■ Extracted information:
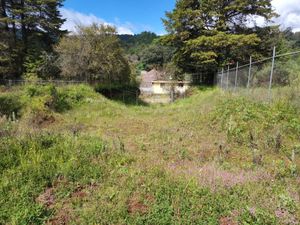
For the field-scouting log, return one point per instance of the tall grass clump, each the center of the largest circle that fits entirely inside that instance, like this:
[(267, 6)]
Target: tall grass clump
[(31, 164)]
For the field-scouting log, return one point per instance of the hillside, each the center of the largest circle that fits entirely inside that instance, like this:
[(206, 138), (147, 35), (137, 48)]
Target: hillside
[(70, 156)]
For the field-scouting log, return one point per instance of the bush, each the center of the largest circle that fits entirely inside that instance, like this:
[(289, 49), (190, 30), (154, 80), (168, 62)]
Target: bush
[(9, 104), (116, 90)]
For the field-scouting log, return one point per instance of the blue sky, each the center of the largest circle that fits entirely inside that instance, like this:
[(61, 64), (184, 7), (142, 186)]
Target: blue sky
[(129, 16), (135, 16)]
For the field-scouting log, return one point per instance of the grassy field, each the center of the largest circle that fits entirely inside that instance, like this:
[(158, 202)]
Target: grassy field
[(70, 156)]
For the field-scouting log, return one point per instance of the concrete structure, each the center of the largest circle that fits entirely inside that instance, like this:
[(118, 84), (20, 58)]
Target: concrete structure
[(162, 87)]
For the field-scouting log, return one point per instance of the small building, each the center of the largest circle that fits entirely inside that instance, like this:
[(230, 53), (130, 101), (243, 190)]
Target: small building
[(162, 87)]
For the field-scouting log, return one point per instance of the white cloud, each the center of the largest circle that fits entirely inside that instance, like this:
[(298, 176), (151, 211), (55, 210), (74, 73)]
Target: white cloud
[(289, 11), (75, 18)]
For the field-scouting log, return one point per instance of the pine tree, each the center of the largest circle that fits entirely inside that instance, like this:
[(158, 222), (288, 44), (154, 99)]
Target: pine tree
[(35, 28), (209, 32)]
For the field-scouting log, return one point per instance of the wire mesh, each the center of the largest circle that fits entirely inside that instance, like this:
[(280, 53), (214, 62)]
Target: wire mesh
[(263, 79)]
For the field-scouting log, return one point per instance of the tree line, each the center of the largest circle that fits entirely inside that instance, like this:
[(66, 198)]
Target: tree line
[(202, 35), (33, 46), (209, 34)]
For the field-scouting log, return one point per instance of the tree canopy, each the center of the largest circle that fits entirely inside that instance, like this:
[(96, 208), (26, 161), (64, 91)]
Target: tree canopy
[(94, 53), (28, 27), (207, 33)]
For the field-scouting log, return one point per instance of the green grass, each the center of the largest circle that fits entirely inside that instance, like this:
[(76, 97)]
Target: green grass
[(212, 158)]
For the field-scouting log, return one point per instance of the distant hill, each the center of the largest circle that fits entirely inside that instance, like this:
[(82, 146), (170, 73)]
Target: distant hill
[(133, 44)]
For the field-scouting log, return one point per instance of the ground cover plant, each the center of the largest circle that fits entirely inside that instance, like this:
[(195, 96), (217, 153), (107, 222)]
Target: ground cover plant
[(213, 158)]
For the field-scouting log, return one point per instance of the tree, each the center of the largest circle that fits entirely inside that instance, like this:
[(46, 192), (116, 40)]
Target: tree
[(207, 33), (94, 53), (34, 27), (156, 55)]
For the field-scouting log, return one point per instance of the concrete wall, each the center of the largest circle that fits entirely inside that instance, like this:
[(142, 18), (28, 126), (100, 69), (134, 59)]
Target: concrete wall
[(161, 88)]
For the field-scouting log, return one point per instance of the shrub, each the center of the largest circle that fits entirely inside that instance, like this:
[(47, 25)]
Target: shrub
[(115, 90), (9, 104)]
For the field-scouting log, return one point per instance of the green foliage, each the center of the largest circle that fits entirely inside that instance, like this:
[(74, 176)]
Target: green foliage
[(133, 44), (30, 165), (156, 55), (93, 54), (10, 104), (209, 33), (33, 27), (258, 125)]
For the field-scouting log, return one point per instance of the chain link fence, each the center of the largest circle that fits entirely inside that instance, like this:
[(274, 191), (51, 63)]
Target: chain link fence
[(273, 77)]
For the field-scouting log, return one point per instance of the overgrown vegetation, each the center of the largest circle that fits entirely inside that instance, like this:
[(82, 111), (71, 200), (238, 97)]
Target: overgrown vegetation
[(226, 160)]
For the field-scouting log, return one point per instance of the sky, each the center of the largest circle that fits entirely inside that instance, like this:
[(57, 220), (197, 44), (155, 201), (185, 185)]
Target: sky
[(135, 16)]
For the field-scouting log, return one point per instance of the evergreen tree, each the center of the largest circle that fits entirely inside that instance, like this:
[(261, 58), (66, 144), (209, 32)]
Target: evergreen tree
[(206, 33), (93, 54), (34, 26)]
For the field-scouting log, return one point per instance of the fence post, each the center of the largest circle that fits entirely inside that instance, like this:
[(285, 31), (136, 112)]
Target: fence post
[(227, 85), (236, 73), (249, 74), (222, 78), (272, 72)]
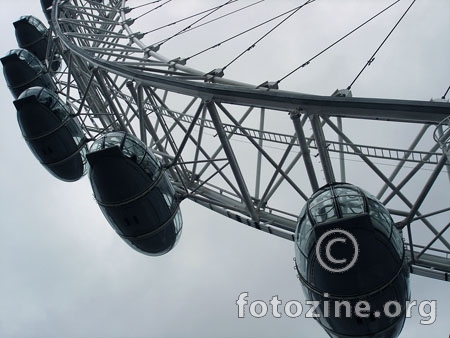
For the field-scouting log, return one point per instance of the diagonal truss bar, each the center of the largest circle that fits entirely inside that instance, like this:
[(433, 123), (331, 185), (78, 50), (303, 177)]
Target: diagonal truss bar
[(295, 117), (232, 159), (264, 153)]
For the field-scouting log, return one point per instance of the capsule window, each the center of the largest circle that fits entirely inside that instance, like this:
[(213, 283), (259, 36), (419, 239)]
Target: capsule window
[(380, 217), (350, 201)]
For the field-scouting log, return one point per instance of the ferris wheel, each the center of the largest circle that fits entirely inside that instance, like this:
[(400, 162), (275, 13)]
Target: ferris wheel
[(94, 94)]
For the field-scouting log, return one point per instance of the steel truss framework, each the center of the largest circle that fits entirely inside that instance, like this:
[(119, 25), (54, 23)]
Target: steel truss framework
[(252, 153)]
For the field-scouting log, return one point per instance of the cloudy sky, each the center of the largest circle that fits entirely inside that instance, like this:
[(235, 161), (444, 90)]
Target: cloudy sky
[(64, 272)]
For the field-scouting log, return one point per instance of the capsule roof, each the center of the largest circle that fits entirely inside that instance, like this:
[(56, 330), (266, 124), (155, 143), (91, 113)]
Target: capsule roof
[(23, 70), (47, 8), (54, 137), (134, 193), (31, 34)]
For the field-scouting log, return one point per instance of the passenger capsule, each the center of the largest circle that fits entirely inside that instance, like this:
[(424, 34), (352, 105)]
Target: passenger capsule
[(23, 70), (134, 193), (52, 134), (32, 35), (47, 8), (348, 251)]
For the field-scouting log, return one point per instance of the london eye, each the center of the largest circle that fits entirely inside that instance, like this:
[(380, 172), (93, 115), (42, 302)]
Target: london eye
[(158, 110)]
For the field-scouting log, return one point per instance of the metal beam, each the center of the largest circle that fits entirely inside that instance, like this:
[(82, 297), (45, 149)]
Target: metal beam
[(232, 159)]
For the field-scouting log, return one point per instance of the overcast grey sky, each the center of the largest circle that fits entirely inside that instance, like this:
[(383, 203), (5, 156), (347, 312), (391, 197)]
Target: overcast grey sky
[(65, 273)]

■ Problem to solve: Reproduce every one of the records above verbatim, leaving out the pictures.

■ Exercise response:
For the field-scouting log, return one point per instance of the tall grass clump, each the center of the largest circle that fits entirely inside that instance, like this:
[(267, 6)]
Target: tall grass clump
[(31, 164)]
For the field-scouting log, return one point per instance of the hillside, each the center of the largest circle that fits entirely inside that instance, like this:
[(206, 138), (147, 35), (137, 48)]
Target: hillside
[(70, 156)]
For the field-scouting log, return one point per instance of the bush, each the center of the largest circle that fits entirely inside that instance, like this:
[(289, 49), (190, 30), (154, 80), (168, 62)]
Target: bush
[(9, 104), (116, 90)]
For the field-scouting log, return one point per instance of the blue sky, each the center of the largest circle that fits entirely inside that instance, like this:
[(61, 64), (184, 7), (142, 186)]
Target: blue sky
[(129, 16), (135, 16)]
For the field-scouting log, return one point per instance of the grassy field, each the center of the largest circle that fits entirely inside that instance, like this:
[(158, 202)]
Target: grassy field
[(70, 156)]
For the field-scouting log, return one point per instance of the concrete structure, each the center of the largest circle that fits entirely inside that instance, like this:
[(118, 84), (20, 58)]
Target: concrete structure
[(162, 87)]
For the field-scouting log, return one point per instance of the small building, each the center of the largest circle that fits entirely inside that instance, like this:
[(230, 53), (130, 101), (243, 190)]
Target: small building
[(162, 87)]
For the field-scouting log, return one point per instance of the white cloud, each the center of the largest circle that fits entirely inside that instance, like this:
[(298, 176), (151, 211), (55, 210), (74, 73)]
Target: white cloud
[(289, 11), (75, 18)]
For the field-scouting log, return one point per instance of the pine tree, each the center of the largest circle that fits entirely inside that instance, like this:
[(158, 222), (288, 44), (154, 99)]
Target: pine tree
[(35, 28), (209, 32)]
For the field-scouting log, return one point per instance of the wire mesh, each the center of the largest circle that fits entirely inside that instance, like this:
[(280, 53), (214, 62)]
Target: wire mesh
[(263, 79)]
For the field-scouting log, return one point per instance of the tree line, each the center of the largest circle that fits entirely inside that instance, like this:
[(66, 198)]
Target: tree line
[(202, 35), (33, 46), (209, 34)]
For the field-scouting log, return one point per instance of the tree canopy, each the center of the largest circle that fits entirely inside that instance, like this:
[(96, 208), (26, 161), (64, 91)]
Target: tree canopy
[(94, 53), (28, 27), (207, 33)]
For the field-scouting log, return one point per instance of the green grass, each the center of the largest circle that fits entirely inside that instance, like this:
[(76, 97)]
Target: green grass
[(212, 158)]
For the field-scouting log, return one point per instance of the distant hill, each the center of the largest circle that fits entirely inside that instance, like this:
[(82, 146), (170, 73)]
Target: distant hill
[(133, 44)]
For the field-scouting log, return one point per instance of the ground cover plant, each the center of the largest circle that fits entirely inside that instance, like this:
[(195, 96), (217, 153), (107, 222)]
Target: ground cover plant
[(213, 158)]
For the field-scouting log, return one point per instance of the tree, each the center of the largest circle that fits entirely inside that instance, like this:
[(46, 192), (116, 40)]
Target: tree
[(207, 33), (94, 53), (34, 27), (156, 55)]
For the field-scouting log, return one point per instance of the concrete wall, each the center of the largest circle that fits entirely inside that instance, like this:
[(142, 18), (28, 126), (100, 69), (134, 59)]
Target: concrete wall
[(161, 88)]
For the field-scouting log, return one point per instance of the shrub, each the center of the largest circle that fits entirely inside that instance, like this:
[(47, 25)]
Target: shrub
[(115, 90), (9, 104)]
For the field-scouting log, return one point per instance of the green foliage, each the center of the largest circle that fits entirely inside that instance, like this:
[(74, 176)]
Target: green foliage
[(133, 44), (30, 165), (156, 55), (93, 54), (10, 104), (209, 33), (33, 27), (258, 125)]
For the field-scouting log, return one point per instance of the chain link fence, each the center of the largest circle that fits entirely inside that instance, like this:
[(274, 191), (51, 63)]
Target: chain link fence
[(273, 77)]
For the field-scouting log, return one point per instance of the overgrown vegetation, each the center of the largest circle that fits entirely inside that instance, like this:
[(82, 111), (71, 200), (238, 97)]
Target: overgrown vegetation
[(226, 160)]
For the field-scouting log, return one point per instance of the sky, each the center of the largest circle that fits entirely inside that instance, like this:
[(57, 220), (197, 44), (155, 201), (185, 185)]
Target: sky
[(135, 16)]
For the field-scouting log, return one point per instance of the evergreen tree, each the center of the largest circle that fits entirely inside that instance, like this:
[(261, 58), (66, 144), (209, 32)]
Target: evergreen tree
[(206, 33), (93, 54), (34, 26)]
For the field-scouting log, return one point per instance of the fence post, each the center of the largest circle that fits entirely inside that instance, like this:
[(285, 31), (136, 112)]
Target: fence post
[(227, 85), (236, 73), (249, 74), (222, 78), (272, 72)]
For the field-scouting log, return one point per instance of the diagonal truss bar, each the center of the largest circle that fits entirely inside that instance, like this:
[(433, 123), (331, 185), (78, 50), (303, 177)]
Target: diagonal truss bar
[(295, 117), (232, 159), (264, 153)]
For the field-scouting log, return one point per instance of the capsule window, each the center of the largest circle that fits entirely inside that instance, like this:
[(213, 283), (259, 36), (419, 239)]
Target: capsule window
[(380, 217), (350, 201)]
For the field-scouting log, return one point per instance of the ferris wheel, each the center of the largest circle that fits entirely inside that instance, like this:
[(400, 162), (275, 13)]
Target: ferris wheel
[(94, 94)]
For the field-scouting log, return one point per instance of the steel truss framework, each the center of the largest circle that fits entirely inside that instance, like this:
[(119, 25), (54, 23)]
Target: steel truss framework
[(252, 153)]
For the field-scouting log, return one point per instance of the cloudy sky, each the center of the largest circle that fits entirely inside that instance, like this:
[(235, 161), (444, 90)]
Target: cloudy sky
[(64, 272)]
For the field-scouting log, return one point per instance of the capsule roof, each the center of the largest circle that fits entirely inside that instance, like this:
[(56, 330), (266, 124), (155, 143), (91, 113)]
Target: capsule roof
[(23, 70), (47, 8), (54, 137), (134, 193), (31, 34)]
For the field-scouting log, return one point per instance of the passenger capsule, each the center of the largest circle that fits entirely inside that instance, like this:
[(424, 34), (352, 105)]
Target: passenger capsule
[(23, 70), (134, 193), (52, 134), (32, 35), (47, 8), (348, 251)]
For the field-scouting log, return one point per instance of the london eye, each the center of the largest circle that fits entirely inside that instance, like this:
[(380, 172), (93, 115), (42, 302)]
Target: london eye
[(158, 110)]
For the field-scouting log, return one point per instance of the metal beam, each the center of the largest circle that fits entirely inside that instance, like this:
[(82, 297), (45, 149)]
Target: metal beam
[(232, 159)]
For the field-scouting log, return one point per instance of the overcast grey sky, each the center of the largest circle that fits entirely inside that instance, like this:
[(383, 203), (5, 156), (347, 312), (391, 197)]
Target: overcast grey sky
[(65, 273)]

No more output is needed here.